**Recorded data:**
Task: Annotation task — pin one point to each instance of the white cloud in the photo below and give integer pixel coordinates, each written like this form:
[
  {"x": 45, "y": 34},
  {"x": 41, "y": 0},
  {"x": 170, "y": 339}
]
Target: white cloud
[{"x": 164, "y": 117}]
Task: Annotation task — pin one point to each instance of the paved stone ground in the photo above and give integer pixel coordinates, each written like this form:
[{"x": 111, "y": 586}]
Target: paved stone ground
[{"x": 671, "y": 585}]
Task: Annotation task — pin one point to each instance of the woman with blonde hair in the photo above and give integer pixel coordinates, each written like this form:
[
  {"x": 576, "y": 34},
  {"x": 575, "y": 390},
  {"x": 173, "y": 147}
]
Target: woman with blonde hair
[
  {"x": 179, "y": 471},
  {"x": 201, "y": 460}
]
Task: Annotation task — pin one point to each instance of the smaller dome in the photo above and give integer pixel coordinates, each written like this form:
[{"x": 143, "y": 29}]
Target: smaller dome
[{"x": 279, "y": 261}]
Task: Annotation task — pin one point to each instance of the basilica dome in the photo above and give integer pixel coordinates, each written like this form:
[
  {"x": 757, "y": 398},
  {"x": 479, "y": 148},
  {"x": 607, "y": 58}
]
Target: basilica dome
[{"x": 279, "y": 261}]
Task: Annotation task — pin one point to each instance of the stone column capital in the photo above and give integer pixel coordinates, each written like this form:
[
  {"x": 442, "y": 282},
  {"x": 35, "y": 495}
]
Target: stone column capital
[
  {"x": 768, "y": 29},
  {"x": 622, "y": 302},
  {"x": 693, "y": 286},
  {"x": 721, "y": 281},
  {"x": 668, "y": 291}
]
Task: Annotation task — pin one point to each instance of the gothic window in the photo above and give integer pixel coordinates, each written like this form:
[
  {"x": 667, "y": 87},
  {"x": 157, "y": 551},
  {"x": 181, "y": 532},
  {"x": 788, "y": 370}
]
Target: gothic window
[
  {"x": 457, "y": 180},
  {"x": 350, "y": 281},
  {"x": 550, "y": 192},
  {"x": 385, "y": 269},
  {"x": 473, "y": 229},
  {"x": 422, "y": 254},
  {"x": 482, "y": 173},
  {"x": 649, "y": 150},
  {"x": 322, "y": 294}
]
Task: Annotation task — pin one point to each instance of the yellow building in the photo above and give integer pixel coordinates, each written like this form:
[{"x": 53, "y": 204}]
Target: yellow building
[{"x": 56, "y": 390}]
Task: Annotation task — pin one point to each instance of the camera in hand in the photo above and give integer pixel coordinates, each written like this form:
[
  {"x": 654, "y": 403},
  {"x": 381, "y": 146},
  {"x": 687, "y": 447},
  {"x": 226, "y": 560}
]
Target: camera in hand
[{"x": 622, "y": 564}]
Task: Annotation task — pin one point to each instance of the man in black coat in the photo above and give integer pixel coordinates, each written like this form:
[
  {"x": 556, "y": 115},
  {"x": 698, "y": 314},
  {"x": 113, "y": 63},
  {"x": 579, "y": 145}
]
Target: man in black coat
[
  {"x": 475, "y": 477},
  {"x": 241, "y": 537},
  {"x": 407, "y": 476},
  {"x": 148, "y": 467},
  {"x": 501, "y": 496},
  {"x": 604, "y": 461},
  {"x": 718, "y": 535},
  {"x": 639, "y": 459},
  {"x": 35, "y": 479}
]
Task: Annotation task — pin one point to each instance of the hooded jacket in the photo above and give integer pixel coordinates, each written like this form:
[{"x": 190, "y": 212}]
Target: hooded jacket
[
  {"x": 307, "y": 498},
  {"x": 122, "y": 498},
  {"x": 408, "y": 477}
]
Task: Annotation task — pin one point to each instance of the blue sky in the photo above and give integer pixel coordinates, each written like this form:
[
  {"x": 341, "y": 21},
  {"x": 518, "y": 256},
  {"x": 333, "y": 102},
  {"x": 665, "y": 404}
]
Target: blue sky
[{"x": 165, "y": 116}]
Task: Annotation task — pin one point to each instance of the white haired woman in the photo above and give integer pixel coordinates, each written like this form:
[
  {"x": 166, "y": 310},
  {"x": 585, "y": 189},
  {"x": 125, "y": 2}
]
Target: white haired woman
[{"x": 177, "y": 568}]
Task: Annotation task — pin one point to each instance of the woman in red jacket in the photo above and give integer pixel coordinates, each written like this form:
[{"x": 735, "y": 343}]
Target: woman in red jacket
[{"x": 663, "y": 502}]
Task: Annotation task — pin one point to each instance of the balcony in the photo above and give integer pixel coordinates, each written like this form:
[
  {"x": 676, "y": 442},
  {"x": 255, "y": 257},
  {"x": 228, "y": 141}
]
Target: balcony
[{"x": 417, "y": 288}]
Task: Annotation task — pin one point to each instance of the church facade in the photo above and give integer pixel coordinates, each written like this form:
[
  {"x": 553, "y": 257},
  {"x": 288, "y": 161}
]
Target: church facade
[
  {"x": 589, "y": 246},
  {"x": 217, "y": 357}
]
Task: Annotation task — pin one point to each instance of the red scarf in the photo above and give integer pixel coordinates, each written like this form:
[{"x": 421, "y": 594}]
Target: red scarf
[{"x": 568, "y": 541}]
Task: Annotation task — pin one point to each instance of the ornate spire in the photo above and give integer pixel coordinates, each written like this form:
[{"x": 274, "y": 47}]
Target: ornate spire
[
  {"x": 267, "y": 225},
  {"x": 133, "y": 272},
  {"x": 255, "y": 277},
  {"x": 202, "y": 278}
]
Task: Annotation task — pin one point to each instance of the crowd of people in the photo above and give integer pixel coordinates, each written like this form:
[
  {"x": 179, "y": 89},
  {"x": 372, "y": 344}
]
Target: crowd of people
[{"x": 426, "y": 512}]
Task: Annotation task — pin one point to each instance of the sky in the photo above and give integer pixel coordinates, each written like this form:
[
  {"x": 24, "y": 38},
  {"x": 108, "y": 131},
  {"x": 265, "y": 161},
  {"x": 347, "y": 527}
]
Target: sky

**Your task:** Each record must be repeated exactly as it is.

**Final answer:**
Task: Annotation task — pin one point to each instance of the white cloud in the photo below and give integer pixel coordinates, each written like this form:
[
  {"x": 45, "y": 34},
  {"x": 41, "y": 0},
  {"x": 170, "y": 339}
]
Target: white cloud
[{"x": 164, "y": 117}]
Task: Annotation task — pin one point to each instance of the paved stone ground in the photo above and give integer pixel coordinates, each written like this form:
[{"x": 111, "y": 586}]
Target: paved stone ground
[{"x": 671, "y": 585}]
Task: Annotation task — pin one point to each instance of the woman with blonde hair in the photo above and give integer pixel coordinates, each written like this form:
[
  {"x": 576, "y": 34},
  {"x": 575, "y": 390},
  {"x": 173, "y": 147}
]
Target: woman with blonde hair
[
  {"x": 179, "y": 471},
  {"x": 201, "y": 460}
]
Task: Annotation task — pin one point to each instance of the smaller dome in the photo above and give integer pixel coordinates, each written like this form:
[{"x": 143, "y": 29}]
Target: smaller dome
[{"x": 279, "y": 261}]
Task: Annotation task — pin one point to each instance of the basilica dome in the photo above and give integer pixel coordinates, each written like this form:
[
  {"x": 757, "y": 398},
  {"x": 479, "y": 148},
  {"x": 607, "y": 58}
]
Target: basilica dome
[{"x": 279, "y": 261}]
Task: Annotation task — pin one point to each instance of the stone column capital in the photo above and give integer pixel coordinates, each written like this form:
[
  {"x": 442, "y": 282},
  {"x": 35, "y": 495}
]
Target: stone column capital
[
  {"x": 768, "y": 29},
  {"x": 622, "y": 302},
  {"x": 693, "y": 286},
  {"x": 721, "y": 281},
  {"x": 668, "y": 291}
]
Task: Annotation task — pin one point to each instance of the gothic window in the photo above and give integer pixel coordinates, each written like this form:
[
  {"x": 667, "y": 87},
  {"x": 157, "y": 551},
  {"x": 181, "y": 532},
  {"x": 788, "y": 370}
]
Target: gothic window
[
  {"x": 457, "y": 180},
  {"x": 350, "y": 281},
  {"x": 550, "y": 192},
  {"x": 385, "y": 269},
  {"x": 473, "y": 229},
  {"x": 422, "y": 254},
  {"x": 482, "y": 173},
  {"x": 649, "y": 150},
  {"x": 322, "y": 294}
]
Task: Annotation task — pin one point to each instance of the yellow building in the photo above and give integer pixel coordinates, each written like this form:
[{"x": 53, "y": 204}]
Target: yellow building
[{"x": 56, "y": 390}]
Task: Annotation task — pin one point to each instance of the camera in hand in the photo above and give integer pixel coordinates, each written like this form:
[
  {"x": 654, "y": 403},
  {"x": 381, "y": 146},
  {"x": 687, "y": 447},
  {"x": 226, "y": 560}
]
Target: camera in hand
[{"x": 622, "y": 564}]
Task: Annotation task — pin one point to each instance of the man in black coat in the photo above and give integer pixel coordinates, each written like this form:
[
  {"x": 556, "y": 115},
  {"x": 698, "y": 314},
  {"x": 113, "y": 63},
  {"x": 579, "y": 145}
]
Target: man in black coat
[
  {"x": 475, "y": 477},
  {"x": 241, "y": 537},
  {"x": 407, "y": 476},
  {"x": 148, "y": 467},
  {"x": 501, "y": 496},
  {"x": 604, "y": 461},
  {"x": 718, "y": 535},
  {"x": 639, "y": 459},
  {"x": 35, "y": 479}
]
Task: Annotation task — pin one point to each instance of the hooded jacket in the photo above and give integer pixel coordinates, each written like this form:
[{"x": 190, "y": 212}]
Target: hooded jacket
[
  {"x": 307, "y": 498},
  {"x": 122, "y": 498},
  {"x": 408, "y": 477}
]
Task: Annotation task — pin one point to each instance of the blue sky in the photo above and give integer pixel coordinates, each written like this form:
[
  {"x": 341, "y": 21},
  {"x": 518, "y": 256},
  {"x": 333, "y": 102},
  {"x": 665, "y": 404}
]
Target: blue sky
[{"x": 165, "y": 116}]
Task: Annotation task — pin one point to each instance of the white haired woman in the photo above and give integer pixel coordinates, each written like this form:
[
  {"x": 166, "y": 310},
  {"x": 585, "y": 189},
  {"x": 125, "y": 2}
]
Target: white haired woman
[{"x": 177, "y": 568}]
Task: Annotation task — pin one point to each instance of the woman in red jacket in the photo above and give integer pixel coordinates, each written like this form:
[{"x": 735, "y": 343}]
Target: woman in red jacket
[{"x": 663, "y": 502}]
Task: Annotation task — pin one point to each instance of the balcony in the photo above and give integer pixel coordinates, each written like this form:
[
  {"x": 676, "y": 442},
  {"x": 255, "y": 257},
  {"x": 228, "y": 141}
]
Target: balcony
[{"x": 417, "y": 288}]
Task: Annotation task — pin one point to each instance of the church facade in the photo above and give integer pixel coordinates, each written like this form:
[
  {"x": 553, "y": 257},
  {"x": 288, "y": 161}
]
Target: church facade
[
  {"x": 589, "y": 246},
  {"x": 217, "y": 357}
]
Task: Annotation task — pin one point to each instance of the red scarf in the photo above and give integer pixel coordinates, each written like this form:
[{"x": 421, "y": 594}]
Target: red scarf
[{"x": 568, "y": 541}]
Task: Annotation task — pin one point to each instance of the ornate spire in the photo above and give integer pixel coordinates, each written like this form:
[{"x": 274, "y": 47}]
Target: ornate spire
[
  {"x": 267, "y": 225},
  {"x": 133, "y": 272},
  {"x": 255, "y": 277},
  {"x": 202, "y": 278}
]
Task: Annotation task — pin one point to each instance of the crowd of people in the photo above and give integer pixel coordinates, each written like this form:
[
  {"x": 179, "y": 89},
  {"x": 372, "y": 344}
]
Target: crowd of people
[{"x": 426, "y": 512}]
Task: Annotation task — pin one point to each instance of the sky in the photo above and give integer pixel coordinates, each written like this form:
[
  {"x": 24, "y": 38},
  {"x": 108, "y": 131},
  {"x": 265, "y": 161},
  {"x": 347, "y": 527}
]
Target: sky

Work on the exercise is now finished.